(To be done)
1 > Answer these questions from the Madison Stevens interview:
(a) What award did Madison Stevens win?
(b) In which part of the world had she already traveled widely with her family?
(c) What two minors does she name?
2 > Carry on the Madison Stevens interview from the point where it stops.

(Reading passage)

********

Madison Stevens (Franklin College Switzerland), a spring 2013 alumna of SIT’s Post-Conflict Transformation program in Uganda, has won the Forum on Education Abroad’s Undergraduate Research Award. She presented her award-winning research at the Forum’s conference in April. Below, we talk with Madison about her research and her winning the award.
SIT Study Abroad: Why did you choose to study in Uganda?
Madison Stevens: In searching for where to study abroad, I was particularly interested in programs that are based in sub-Saharan Africa, because I have always found that part of the world fascinating both personally and academically. I had already traveled widely in the region with my family, but I hoped for an experience that would allow me a deeper connection with the culture and the possibility of learning the local language. I was looking for a program that was immersive and student-driven, and that allowed a certain amount of independence and flexibility. When I came across SIT’s Uganda program, I was additionally inspired by the opportunity to conduct independent field research, something that I hadn’t been able to do before. The more I looked into the situation in Uganda, the more I was struck by the complicated nature of the conflict and Uganda’s incredible diversity, linguistically and ethnically. SIT’s Uganda: Post-Conflict Transformation program seemed to be the perfect opportunity to pursue these interests and form a meaningful connection in an area and a subject that I am passionate about.
SIT: For your Independent Study Project, you examined land conflicts in Uganda. (Read the abstract.) How did you choose that topic?
MS: Going into the program, I didn’t have a fixed idea of what I wanted to focus on for my Independent Study Project. As a student of comparative literature and cultural studies, minoring in political science and environmental studies, I was looking for an interdisciplinary subject that allowed me to bridge these fields and interact with the culture in a meaningful way. Most of all, I wanted to explore a timely issue in a way that could contribute to the existing body of research and in a small way give back to the host community that taught me so much. So the first time one of our lecturers identified land conflicts as the most serious obstacle to peace in post-conflict Northern Uganda today, I was intrigued. Almost every lecturer after that mentioned the same problem, connecting the issue to subjects as disparate as gender, food security, trauma, and politics, and they emphasized the lack of information that exists about the subject, particularly in more rural districts. I knew I had found my topic.

********

(Given material)
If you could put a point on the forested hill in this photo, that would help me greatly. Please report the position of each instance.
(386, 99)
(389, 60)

********

(Exercise answers)
1 >
(a) The Forum on Education Abroad's Undergraduate Research Award.
(b) Sub-Saharan Africa.
(c) Political science and environmental studies.

2 >
SIT: What was the most memorable experience you had on the program?
MS: Each and every day on the program was memorable; I see this as one of the key strengths of SIT’s experiential learning program that every lesson (formal or informal) was saturated with the vivid and immediate reality of what was going on around us, at that very moment. That said, perhaps the most meaningful aspect of the program was the time spent with my homestay family. On the day I arrived in my homestay, my Acholi mother’s first act of generosity (out of many) was to give me a local name. Naming in Uganda is a peculiar tradition. While children are given a “Christian name,” their Acholi names are often chosen based on the circumstances surrounding their birth, beliefs regarding their fate, or some kind of nascent personality trait. Alice decided to call me Lanyero, which means “the one who laughs.” This name characterized the nature of our friendship throughout my time there.
One afternoon while she taught me how to cook dinner, we translated the American pop song “Call Me Maybe” (which played on every radio station there) into the local Acholi language, giggling over the absurd lyrics and practicing dance moves. On other days, my host siblings and I shared sticky mangoes from the tree outside the house and played monkey in the middle with neighbors’ children. My language skills grew by leaps and bounds during the time with my family, and they gave me the cultural skills necessary to succeed in my research. Juxtaposed with the serious academics of the program, I treasured the time spent relaxing and laughing with my family. We have remained close since I left the program, and I still keep in touch with my host mother regularly.
SIT: You’ve recently been awarded the Forum on Education Abroad’s Undergraduate Research Award. What does this mean for you?
MS: I am honored and humbled to be a recipient of this year’s FEA’s Undergraduate Research Award. For me personally, it is enormously encouraging to be recognized for work that I am passionate about and proud of, and that I hope will contribute at least in some small way to solving this devastating issue. This award is a reflection not only of the work that I put in, but of the incredible local support system that made this research possible. It is an affirmation of the role that my many teachers — from host families to program staff to community leaders — played in making this the most rewarding educational experience of my life. This research captivated and consumed me, and has continued to do so since I left the program. I have spent the past few months exploring ways to expand this research, topically and geographically, and hope to write my senior thesis about customary land in post-conflict zones. Even before I heard about the FEA award, I was planning on returning to Uganda to continue research after I finish my undergraduate degree. This bolsters my resolve to continue working on these issues and to continue looking for ways to share these experiences. Not only am I extremely gratified to accept this award, but I am inspired to keep the ball rolling.
SIT: What excites you most about presenting your work at the Forum’s conference?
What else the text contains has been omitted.